* [What the task requires]: From the data underneath, reproduce exactly the stretch that begins at the line with "the white facade" and ends after the line with "with shutter in".

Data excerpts
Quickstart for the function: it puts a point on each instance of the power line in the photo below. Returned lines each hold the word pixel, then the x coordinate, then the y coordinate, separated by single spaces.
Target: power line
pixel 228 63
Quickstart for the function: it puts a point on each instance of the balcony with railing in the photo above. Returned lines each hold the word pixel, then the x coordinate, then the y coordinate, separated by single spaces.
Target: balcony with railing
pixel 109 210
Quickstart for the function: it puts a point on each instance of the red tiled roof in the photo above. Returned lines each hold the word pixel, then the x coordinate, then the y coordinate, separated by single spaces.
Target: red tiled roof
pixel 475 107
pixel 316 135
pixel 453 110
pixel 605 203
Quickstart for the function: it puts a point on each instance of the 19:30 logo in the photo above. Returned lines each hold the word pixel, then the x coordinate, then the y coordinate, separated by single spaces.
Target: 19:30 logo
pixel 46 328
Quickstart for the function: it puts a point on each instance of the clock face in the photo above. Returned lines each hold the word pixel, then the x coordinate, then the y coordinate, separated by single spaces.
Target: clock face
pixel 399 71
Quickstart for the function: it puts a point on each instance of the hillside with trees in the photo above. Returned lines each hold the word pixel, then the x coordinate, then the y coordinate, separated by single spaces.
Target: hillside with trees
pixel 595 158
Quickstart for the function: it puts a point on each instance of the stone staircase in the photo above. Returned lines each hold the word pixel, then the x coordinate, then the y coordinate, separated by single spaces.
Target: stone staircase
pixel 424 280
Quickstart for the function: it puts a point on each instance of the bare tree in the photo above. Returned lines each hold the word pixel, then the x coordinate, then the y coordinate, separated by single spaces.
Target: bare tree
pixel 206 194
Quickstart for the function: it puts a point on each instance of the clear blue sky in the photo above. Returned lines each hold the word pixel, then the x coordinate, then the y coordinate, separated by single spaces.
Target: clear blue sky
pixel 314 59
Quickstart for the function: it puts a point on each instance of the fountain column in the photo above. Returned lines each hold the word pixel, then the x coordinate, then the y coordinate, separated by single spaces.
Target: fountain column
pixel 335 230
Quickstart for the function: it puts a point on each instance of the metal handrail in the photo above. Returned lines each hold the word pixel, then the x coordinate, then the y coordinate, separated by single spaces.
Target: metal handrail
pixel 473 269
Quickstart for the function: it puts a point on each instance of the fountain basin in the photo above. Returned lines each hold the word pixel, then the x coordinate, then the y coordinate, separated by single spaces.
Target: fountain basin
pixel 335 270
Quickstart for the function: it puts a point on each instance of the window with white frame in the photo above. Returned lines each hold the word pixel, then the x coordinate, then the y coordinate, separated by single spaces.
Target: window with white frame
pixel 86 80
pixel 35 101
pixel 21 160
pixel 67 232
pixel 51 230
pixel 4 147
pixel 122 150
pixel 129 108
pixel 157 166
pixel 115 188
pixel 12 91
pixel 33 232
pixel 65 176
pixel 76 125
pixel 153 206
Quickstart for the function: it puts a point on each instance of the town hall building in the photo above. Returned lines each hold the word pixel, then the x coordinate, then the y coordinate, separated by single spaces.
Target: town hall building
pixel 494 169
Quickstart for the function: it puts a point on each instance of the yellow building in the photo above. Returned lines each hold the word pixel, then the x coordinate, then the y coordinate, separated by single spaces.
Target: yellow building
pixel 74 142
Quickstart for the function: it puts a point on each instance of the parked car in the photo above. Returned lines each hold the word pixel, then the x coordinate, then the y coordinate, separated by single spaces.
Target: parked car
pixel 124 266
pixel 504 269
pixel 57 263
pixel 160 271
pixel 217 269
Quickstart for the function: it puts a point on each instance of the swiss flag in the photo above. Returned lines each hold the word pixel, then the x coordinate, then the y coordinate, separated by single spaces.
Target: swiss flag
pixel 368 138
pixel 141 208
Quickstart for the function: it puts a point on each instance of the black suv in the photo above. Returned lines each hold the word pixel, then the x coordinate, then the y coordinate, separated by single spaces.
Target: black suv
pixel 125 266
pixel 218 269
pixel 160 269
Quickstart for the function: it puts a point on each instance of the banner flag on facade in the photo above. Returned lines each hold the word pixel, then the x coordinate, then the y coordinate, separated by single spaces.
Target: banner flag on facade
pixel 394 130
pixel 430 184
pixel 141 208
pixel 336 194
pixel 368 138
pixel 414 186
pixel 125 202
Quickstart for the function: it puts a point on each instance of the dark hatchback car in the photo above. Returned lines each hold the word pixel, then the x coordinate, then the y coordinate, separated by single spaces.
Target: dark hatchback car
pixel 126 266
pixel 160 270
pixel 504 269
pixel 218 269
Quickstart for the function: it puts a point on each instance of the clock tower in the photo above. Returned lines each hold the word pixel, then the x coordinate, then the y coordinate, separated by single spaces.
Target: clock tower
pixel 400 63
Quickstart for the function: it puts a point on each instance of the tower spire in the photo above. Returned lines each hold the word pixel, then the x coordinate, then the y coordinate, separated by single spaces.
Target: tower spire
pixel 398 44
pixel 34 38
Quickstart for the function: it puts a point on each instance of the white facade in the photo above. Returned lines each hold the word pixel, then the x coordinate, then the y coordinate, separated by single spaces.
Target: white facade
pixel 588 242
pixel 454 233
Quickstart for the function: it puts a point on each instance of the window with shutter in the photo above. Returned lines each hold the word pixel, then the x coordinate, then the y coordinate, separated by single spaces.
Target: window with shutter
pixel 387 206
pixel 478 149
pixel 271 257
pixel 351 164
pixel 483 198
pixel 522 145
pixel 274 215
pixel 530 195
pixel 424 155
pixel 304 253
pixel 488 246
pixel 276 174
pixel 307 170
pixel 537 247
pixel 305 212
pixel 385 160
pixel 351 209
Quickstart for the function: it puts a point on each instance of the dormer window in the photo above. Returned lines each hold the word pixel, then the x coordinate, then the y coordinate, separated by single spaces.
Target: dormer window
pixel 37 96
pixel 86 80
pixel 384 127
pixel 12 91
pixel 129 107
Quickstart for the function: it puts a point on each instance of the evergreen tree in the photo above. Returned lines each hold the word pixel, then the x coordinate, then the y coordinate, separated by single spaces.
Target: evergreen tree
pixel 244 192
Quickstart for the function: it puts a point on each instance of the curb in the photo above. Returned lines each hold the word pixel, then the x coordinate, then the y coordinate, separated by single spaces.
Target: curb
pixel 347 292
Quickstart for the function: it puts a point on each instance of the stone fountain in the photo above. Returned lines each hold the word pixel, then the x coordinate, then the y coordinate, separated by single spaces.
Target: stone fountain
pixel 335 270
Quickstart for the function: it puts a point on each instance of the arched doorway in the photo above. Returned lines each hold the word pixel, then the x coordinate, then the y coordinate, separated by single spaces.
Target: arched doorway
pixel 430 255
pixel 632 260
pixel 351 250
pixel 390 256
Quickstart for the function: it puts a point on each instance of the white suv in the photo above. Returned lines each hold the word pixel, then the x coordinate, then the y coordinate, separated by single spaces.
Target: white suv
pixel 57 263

* [Solution to this problem]:
Quickstart for the function: it puts a point on each instance of the white facade in the photo above. Returned lines each hold the word pixel, then the x coordinate, then the y coordinate, separated by single spaces.
Target: white facade
pixel 588 242
pixel 454 233
Quickstart for the function: it puts a point on each instance of the window with shutter in the photo above. Returned lines each hold the word pixel, then the x coordinate, then the y coordinate, separated by single spaces.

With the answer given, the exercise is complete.